**PROBLEM REQUIREMENTS**: Your task is to transcribe the entries below exactly, beginning with the line containing "on dome and record the coordinates." and ending with the final line, and to add nothing else.

[DATA start]

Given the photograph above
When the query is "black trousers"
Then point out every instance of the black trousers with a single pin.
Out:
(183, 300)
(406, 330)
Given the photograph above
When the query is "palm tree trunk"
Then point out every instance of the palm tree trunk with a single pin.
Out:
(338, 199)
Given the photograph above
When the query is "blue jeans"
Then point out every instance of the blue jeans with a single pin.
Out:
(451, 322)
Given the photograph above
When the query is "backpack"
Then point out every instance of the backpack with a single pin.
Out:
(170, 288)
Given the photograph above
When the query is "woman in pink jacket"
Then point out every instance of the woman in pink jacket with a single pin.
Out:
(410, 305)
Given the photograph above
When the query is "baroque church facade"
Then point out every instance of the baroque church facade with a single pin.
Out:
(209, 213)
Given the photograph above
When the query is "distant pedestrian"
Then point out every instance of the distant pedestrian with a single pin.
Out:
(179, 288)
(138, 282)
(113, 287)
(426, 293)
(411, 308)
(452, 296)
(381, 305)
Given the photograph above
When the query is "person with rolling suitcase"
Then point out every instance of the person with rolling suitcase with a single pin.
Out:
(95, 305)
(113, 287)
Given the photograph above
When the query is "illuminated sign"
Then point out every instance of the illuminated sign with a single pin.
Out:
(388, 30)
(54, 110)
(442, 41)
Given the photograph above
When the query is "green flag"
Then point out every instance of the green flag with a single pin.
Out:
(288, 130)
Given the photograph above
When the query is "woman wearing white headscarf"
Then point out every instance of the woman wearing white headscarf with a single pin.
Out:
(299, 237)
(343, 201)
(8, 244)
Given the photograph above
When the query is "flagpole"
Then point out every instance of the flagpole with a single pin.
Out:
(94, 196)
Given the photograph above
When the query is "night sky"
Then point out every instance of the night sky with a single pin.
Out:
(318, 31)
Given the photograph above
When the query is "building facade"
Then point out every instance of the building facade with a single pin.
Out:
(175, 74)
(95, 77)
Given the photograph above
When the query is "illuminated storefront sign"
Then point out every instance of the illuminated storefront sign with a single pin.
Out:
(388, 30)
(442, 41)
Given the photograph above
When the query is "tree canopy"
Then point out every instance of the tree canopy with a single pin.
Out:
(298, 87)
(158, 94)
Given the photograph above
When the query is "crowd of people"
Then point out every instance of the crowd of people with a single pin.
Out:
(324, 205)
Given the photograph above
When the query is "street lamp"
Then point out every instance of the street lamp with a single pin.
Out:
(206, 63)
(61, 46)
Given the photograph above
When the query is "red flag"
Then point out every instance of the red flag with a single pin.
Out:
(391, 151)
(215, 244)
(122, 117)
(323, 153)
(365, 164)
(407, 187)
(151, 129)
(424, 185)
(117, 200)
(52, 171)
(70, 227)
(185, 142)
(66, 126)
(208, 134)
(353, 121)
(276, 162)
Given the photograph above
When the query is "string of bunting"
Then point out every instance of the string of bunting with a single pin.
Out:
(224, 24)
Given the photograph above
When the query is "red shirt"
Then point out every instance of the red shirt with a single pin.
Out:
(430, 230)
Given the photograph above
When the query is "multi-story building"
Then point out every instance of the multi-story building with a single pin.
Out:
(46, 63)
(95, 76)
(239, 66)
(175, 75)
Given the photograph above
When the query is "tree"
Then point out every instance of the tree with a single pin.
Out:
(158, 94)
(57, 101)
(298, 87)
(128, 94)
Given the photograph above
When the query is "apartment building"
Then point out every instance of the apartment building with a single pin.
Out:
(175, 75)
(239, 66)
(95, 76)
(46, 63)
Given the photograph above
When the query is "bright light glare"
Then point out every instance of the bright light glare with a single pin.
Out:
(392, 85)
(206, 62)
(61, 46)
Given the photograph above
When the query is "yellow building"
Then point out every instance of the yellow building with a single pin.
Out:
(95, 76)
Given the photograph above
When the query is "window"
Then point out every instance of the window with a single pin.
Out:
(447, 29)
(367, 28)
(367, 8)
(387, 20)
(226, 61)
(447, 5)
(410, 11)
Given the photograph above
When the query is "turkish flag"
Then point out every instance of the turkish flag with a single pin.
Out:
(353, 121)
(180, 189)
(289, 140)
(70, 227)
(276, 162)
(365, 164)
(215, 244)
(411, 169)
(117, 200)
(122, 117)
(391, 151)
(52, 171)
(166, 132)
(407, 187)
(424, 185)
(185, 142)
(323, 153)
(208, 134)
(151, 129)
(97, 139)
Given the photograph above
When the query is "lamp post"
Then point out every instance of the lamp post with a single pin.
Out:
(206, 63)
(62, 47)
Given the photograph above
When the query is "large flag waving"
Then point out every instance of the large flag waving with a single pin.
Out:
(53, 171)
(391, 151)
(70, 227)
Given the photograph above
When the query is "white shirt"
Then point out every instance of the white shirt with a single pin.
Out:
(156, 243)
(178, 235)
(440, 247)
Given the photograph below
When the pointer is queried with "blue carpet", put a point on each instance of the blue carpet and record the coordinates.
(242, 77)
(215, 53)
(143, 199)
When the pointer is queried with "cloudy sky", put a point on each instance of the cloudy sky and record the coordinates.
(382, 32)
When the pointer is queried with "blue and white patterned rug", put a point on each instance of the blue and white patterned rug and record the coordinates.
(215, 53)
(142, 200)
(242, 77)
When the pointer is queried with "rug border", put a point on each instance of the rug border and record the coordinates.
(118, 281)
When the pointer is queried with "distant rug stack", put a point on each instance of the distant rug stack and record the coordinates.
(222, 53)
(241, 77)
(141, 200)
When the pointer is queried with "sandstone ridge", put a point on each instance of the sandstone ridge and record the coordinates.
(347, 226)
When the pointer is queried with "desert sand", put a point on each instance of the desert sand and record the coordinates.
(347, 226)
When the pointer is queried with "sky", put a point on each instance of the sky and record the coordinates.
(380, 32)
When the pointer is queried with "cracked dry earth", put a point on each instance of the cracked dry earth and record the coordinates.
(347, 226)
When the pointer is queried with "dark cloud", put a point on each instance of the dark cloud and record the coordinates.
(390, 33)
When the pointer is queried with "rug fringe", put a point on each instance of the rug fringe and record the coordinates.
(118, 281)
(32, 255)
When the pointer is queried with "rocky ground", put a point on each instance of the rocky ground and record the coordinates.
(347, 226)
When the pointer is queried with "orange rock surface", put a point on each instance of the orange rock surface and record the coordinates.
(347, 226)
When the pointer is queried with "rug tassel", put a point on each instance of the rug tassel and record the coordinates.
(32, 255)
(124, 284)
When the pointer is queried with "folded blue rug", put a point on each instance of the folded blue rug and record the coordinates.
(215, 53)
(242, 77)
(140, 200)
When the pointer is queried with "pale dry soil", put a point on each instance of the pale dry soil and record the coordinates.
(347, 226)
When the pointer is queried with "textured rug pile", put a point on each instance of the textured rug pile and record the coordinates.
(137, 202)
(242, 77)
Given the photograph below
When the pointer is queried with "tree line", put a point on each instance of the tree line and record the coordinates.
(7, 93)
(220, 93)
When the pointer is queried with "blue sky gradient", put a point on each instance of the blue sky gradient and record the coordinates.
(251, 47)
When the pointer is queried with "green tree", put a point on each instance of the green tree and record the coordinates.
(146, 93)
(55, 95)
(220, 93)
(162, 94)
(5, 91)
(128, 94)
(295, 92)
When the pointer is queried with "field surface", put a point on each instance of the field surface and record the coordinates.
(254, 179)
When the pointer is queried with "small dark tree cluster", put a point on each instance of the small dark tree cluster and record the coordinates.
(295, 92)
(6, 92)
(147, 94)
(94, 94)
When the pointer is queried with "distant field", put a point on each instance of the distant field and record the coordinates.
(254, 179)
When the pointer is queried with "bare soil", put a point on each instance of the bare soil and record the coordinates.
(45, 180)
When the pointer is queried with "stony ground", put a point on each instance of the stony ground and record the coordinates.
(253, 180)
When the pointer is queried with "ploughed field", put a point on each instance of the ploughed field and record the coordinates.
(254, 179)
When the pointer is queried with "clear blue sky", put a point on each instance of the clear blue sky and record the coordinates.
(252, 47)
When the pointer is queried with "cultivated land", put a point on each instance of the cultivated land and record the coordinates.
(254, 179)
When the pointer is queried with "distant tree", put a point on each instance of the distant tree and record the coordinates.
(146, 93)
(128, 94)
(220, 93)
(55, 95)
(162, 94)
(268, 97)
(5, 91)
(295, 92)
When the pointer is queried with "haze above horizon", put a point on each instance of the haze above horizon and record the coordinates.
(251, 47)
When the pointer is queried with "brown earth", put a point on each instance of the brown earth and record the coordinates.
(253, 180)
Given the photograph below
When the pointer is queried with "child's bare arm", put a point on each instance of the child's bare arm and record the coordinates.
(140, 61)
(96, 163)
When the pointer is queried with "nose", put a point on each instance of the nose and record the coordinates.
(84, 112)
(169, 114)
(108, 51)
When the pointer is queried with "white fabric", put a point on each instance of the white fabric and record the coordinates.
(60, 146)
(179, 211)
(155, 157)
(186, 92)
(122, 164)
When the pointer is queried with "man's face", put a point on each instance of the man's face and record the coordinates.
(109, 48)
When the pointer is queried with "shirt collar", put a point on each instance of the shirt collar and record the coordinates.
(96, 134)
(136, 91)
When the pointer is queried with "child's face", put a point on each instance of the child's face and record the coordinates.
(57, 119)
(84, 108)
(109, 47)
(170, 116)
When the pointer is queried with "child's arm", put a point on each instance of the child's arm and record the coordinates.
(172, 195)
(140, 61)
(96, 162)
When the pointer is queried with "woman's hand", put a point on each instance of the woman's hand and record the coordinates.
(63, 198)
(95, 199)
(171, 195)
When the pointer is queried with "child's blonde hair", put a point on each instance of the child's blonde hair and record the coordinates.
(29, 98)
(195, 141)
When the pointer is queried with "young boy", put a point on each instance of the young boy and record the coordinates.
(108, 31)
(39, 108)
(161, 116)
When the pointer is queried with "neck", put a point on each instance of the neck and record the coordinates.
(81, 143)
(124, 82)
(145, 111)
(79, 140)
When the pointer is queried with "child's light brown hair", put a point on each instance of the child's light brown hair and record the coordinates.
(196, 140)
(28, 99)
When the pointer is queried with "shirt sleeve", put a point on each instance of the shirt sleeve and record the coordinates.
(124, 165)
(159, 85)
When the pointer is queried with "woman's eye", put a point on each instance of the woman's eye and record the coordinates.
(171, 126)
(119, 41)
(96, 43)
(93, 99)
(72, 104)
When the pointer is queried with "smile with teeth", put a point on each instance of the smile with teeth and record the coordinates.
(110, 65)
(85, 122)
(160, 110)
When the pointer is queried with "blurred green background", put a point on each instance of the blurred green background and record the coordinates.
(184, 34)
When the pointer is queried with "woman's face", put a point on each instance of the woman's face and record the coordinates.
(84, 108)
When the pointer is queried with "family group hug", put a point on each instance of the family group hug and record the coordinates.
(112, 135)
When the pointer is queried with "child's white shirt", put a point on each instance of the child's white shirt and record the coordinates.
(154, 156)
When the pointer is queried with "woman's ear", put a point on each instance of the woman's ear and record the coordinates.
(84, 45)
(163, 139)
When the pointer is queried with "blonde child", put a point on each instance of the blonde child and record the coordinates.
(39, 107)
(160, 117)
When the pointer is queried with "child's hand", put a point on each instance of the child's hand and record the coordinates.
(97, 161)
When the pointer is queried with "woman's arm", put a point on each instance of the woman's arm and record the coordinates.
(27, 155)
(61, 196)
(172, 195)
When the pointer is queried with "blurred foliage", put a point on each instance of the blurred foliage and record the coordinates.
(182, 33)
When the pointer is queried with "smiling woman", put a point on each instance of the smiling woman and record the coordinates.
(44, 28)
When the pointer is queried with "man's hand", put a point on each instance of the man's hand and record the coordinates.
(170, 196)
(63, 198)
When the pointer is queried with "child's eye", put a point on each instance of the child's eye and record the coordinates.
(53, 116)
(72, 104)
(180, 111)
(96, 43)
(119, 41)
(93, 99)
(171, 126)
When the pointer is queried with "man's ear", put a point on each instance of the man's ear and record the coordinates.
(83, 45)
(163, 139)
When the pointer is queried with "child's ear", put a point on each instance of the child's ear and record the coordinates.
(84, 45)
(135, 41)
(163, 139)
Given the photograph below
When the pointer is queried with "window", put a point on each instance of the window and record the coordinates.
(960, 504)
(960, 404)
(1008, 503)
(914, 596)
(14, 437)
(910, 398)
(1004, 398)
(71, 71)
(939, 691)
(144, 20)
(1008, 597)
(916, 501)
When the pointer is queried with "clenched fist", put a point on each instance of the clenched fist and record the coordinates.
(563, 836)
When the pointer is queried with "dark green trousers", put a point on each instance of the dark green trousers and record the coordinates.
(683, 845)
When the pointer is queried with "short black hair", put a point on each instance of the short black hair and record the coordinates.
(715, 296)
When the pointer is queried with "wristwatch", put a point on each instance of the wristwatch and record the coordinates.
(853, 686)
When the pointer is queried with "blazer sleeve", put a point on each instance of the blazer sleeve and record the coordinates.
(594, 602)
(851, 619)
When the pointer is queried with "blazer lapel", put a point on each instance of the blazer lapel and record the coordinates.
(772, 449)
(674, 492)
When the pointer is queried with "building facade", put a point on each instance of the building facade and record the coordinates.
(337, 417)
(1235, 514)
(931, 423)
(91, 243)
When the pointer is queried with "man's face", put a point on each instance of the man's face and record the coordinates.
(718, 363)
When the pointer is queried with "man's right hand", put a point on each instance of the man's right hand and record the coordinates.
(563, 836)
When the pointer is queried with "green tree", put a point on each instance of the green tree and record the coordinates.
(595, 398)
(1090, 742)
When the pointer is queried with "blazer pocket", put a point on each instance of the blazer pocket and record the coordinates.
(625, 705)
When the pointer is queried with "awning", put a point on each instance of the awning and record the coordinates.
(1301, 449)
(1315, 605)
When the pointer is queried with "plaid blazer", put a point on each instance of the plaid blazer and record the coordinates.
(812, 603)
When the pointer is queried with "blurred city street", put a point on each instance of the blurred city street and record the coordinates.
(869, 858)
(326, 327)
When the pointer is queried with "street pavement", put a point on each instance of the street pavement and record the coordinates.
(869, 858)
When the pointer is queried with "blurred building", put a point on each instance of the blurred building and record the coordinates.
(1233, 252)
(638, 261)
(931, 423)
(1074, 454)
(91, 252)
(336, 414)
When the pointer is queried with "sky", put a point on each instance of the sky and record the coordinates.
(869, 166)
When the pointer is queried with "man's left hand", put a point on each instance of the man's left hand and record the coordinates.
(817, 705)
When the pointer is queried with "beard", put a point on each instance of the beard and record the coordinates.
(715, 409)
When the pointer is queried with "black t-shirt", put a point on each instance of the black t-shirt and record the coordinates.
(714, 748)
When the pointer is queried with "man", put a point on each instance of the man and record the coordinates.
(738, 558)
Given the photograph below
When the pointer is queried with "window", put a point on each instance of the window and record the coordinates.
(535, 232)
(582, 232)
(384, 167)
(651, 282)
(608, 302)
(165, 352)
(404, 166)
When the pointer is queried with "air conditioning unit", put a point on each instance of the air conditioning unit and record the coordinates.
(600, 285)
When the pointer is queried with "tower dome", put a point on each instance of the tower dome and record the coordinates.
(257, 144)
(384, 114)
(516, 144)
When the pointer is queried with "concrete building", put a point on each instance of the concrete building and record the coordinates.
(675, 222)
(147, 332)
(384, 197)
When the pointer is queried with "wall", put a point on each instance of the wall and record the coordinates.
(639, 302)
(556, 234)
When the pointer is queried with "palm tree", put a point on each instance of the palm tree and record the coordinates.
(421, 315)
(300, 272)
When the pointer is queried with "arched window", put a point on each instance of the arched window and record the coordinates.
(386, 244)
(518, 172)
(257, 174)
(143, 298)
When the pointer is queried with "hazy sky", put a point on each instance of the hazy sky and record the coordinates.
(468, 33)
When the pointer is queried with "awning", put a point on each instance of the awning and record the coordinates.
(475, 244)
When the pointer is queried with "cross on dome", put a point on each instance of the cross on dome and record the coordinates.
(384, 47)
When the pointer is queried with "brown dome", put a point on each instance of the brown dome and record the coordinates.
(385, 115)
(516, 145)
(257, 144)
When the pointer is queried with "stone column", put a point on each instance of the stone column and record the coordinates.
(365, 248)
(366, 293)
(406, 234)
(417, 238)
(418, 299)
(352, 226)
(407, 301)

[DATA end]

**OUTPUT FOR THIS EXERCISE**:
When the pointer is queried with "cross on dome", put a point on each instance of the cross on dome and record the coordinates.
(384, 47)
When the pointer is queried with "brown dome", put a point on each instance of the brown dome and record the coordinates.
(385, 115)
(516, 145)
(257, 144)
When the pointer is queried with "stone column", put a point on each instance of the stone column and record the coordinates.
(365, 248)
(366, 293)
(406, 234)
(417, 238)
(418, 299)
(352, 226)
(407, 301)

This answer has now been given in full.